◆ Aim of the exercise:
Each line of the data below containing "tower" needs to be listed.

◆ Material for the task:
┄┄┄┄┄┄┄┄┄┄┄┄┄┄┄┄┄┄┄┄
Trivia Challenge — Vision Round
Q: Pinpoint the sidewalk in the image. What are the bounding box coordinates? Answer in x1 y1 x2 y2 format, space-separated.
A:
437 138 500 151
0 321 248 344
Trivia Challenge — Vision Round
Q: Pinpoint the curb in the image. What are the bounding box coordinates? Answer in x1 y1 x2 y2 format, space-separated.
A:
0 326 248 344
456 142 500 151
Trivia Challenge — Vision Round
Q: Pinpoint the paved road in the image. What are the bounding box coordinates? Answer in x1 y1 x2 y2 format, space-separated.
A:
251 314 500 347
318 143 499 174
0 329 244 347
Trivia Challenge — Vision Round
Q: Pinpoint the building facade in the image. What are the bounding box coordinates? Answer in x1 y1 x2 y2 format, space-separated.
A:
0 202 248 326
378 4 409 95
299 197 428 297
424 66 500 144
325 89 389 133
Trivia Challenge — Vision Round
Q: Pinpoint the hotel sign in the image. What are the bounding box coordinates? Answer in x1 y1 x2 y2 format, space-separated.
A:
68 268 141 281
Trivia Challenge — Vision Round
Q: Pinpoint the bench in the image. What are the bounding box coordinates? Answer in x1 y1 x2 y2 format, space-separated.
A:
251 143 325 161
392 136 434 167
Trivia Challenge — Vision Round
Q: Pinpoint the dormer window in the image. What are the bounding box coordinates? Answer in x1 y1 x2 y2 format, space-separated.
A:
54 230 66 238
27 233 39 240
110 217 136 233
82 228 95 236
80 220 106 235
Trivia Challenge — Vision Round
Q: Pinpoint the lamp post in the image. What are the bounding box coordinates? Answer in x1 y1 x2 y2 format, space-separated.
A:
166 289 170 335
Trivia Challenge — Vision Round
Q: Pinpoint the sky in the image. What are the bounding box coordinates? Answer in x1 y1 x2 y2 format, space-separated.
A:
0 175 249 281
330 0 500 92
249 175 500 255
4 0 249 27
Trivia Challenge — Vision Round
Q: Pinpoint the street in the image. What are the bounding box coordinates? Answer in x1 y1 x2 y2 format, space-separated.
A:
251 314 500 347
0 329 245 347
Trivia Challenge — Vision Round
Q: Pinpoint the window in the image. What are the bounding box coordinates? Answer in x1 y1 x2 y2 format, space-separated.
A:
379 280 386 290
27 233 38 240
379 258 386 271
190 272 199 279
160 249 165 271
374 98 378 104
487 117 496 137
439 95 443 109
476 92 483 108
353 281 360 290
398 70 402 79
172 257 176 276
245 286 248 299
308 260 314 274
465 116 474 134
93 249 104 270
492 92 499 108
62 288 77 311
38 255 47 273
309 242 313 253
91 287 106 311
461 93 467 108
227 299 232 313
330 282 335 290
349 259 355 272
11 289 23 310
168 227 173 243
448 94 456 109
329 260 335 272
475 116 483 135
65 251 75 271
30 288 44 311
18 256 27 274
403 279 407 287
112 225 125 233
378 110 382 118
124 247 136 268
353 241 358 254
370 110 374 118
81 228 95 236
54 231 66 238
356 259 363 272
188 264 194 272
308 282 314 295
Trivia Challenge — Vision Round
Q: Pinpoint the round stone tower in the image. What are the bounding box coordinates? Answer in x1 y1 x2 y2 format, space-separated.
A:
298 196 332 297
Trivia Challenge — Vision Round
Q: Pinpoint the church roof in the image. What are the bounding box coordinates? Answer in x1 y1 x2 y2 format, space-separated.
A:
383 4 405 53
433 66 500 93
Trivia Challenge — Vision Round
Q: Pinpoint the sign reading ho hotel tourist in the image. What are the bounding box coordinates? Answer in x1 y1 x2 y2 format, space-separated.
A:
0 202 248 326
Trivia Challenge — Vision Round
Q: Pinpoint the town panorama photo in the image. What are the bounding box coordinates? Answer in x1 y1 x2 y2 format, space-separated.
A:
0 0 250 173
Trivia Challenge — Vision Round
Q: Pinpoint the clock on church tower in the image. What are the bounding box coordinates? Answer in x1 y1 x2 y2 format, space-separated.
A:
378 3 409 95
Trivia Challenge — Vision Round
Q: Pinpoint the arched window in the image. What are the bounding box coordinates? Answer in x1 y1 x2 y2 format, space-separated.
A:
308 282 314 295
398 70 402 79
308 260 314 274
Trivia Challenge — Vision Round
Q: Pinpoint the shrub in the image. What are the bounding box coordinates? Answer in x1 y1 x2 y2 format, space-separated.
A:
┄┄┄┄┄┄┄┄┄┄┄┄┄┄┄┄┄┄┄┄
◆ Solution for this problem:
Q: Pinpoint the round stone tower in the image. What are the bounding box coordinates? Answer in x1 y1 x2 y2 format, space-separated.
Q: Pinpoint the clock on church tower in the image. What are the bounding box coordinates? Answer in x1 y1 x2 y2 format, space-separated.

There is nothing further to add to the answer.